=== Input for this task ===
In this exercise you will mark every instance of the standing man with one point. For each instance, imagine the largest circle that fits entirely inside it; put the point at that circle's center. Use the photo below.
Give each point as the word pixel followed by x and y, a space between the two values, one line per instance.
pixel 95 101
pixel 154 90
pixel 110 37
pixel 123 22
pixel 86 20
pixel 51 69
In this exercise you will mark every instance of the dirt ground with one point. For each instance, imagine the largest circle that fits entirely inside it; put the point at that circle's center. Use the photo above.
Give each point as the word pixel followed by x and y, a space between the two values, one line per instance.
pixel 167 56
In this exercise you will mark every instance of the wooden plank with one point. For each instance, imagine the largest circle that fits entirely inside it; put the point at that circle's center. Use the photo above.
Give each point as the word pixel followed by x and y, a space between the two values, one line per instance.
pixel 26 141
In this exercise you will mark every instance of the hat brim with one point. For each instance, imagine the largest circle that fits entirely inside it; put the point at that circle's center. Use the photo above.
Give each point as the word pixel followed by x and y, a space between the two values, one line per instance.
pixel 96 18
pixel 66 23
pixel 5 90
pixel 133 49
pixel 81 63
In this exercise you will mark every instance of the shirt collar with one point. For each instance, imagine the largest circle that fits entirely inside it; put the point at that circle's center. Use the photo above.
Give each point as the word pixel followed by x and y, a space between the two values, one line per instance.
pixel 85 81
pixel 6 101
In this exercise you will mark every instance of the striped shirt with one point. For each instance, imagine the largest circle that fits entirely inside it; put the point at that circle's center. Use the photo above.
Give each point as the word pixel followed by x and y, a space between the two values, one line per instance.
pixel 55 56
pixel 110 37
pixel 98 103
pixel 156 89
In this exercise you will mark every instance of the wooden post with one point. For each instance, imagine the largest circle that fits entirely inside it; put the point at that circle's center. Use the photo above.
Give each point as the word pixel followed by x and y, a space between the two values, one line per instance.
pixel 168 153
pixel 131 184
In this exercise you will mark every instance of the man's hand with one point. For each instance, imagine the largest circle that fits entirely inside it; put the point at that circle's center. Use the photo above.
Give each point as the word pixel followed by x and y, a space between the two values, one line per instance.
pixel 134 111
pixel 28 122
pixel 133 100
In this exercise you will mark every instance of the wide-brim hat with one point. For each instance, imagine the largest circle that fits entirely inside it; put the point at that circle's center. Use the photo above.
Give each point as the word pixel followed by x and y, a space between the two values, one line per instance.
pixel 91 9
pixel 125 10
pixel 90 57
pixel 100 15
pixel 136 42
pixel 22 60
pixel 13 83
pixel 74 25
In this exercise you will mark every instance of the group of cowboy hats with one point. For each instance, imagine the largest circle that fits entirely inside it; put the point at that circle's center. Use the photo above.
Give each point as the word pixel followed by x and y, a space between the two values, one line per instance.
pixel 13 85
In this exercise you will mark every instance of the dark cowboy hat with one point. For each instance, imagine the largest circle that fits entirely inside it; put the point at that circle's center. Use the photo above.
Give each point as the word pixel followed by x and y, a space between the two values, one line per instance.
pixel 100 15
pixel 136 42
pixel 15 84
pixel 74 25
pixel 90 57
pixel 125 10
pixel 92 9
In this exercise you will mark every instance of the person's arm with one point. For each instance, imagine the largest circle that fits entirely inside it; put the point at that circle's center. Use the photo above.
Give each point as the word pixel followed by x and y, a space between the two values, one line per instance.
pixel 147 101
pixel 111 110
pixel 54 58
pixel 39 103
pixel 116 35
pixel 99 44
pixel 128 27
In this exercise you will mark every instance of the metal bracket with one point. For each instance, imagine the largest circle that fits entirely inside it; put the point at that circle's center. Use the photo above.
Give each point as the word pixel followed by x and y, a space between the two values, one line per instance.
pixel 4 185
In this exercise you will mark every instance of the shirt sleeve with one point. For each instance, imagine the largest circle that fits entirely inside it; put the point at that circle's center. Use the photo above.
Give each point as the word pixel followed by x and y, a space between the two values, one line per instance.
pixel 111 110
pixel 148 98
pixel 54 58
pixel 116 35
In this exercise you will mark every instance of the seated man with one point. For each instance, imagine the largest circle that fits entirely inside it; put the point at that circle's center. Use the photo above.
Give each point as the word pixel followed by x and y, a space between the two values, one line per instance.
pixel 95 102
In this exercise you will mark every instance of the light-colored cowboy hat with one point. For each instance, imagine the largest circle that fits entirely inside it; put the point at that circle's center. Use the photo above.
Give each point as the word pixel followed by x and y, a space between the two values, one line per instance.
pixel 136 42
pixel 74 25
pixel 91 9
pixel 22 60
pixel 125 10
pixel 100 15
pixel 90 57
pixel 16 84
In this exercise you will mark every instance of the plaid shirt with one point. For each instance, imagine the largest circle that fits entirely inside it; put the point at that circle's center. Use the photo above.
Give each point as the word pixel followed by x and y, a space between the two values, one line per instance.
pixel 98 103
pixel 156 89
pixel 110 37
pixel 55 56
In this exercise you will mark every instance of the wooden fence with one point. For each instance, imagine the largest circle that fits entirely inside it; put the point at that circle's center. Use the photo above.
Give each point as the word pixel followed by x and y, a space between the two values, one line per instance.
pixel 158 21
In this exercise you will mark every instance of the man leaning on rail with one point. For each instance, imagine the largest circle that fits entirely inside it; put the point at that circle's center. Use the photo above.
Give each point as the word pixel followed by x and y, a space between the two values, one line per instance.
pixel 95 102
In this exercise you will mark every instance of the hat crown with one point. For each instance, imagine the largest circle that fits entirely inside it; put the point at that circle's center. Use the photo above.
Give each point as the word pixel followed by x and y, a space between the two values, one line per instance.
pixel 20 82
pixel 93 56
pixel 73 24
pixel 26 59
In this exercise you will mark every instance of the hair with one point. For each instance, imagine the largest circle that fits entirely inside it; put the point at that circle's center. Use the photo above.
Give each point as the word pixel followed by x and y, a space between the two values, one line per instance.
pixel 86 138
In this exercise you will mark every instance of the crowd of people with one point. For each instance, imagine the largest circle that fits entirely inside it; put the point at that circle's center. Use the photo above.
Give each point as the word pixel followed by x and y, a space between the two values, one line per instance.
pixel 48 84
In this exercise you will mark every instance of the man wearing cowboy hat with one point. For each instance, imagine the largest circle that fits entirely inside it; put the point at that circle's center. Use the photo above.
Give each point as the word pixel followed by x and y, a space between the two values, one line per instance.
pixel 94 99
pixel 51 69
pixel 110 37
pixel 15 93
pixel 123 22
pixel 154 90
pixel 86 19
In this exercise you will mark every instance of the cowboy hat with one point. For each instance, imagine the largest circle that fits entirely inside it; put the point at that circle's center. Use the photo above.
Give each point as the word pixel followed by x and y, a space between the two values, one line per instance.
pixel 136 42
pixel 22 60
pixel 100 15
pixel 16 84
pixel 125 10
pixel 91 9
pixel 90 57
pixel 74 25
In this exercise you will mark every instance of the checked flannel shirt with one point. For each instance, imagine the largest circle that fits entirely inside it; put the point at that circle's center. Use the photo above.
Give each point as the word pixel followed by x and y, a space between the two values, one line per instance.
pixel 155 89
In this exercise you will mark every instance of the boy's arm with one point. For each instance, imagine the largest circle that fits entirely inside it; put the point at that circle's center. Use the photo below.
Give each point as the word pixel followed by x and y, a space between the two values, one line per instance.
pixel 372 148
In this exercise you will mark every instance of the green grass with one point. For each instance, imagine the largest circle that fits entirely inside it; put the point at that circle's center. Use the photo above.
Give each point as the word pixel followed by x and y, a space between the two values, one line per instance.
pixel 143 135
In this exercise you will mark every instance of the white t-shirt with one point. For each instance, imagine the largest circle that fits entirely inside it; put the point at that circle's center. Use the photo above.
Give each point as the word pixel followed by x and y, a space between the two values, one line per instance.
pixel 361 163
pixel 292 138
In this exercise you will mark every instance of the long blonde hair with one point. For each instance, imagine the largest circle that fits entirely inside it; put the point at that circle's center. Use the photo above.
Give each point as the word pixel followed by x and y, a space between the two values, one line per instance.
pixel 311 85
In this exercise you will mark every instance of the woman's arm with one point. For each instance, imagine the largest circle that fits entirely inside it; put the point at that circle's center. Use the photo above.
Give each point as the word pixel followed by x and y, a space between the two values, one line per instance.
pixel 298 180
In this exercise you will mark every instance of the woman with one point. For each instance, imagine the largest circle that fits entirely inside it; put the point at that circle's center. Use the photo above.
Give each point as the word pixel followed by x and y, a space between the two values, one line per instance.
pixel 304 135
===
Reproduce every line of the listing above, unchanged, from the line containing "the hat crown" down to the line containing "pixel 86 138", including both of those lines.

**Full answer**
In this exercise you will mark every instance of the hat crown with one point. For each instance, imagine the largest circle that fits entirely inside it; put the point at that circle's center. Use the photo above.
Give each point as the word pixel followed by x and y, a space between the two values, one line per instance.
pixel 20 82
pixel 93 56
pixel 73 24
pixel 26 59
In this exercise you will mark every instance of the hair with one point. For each instance, imagine the largest circle that fits entirely inside it; put the point at that circle's center. Use the photo above.
Give each point as the word pixel followed by x and y, a space between the two values, one line per instance.
pixel 86 138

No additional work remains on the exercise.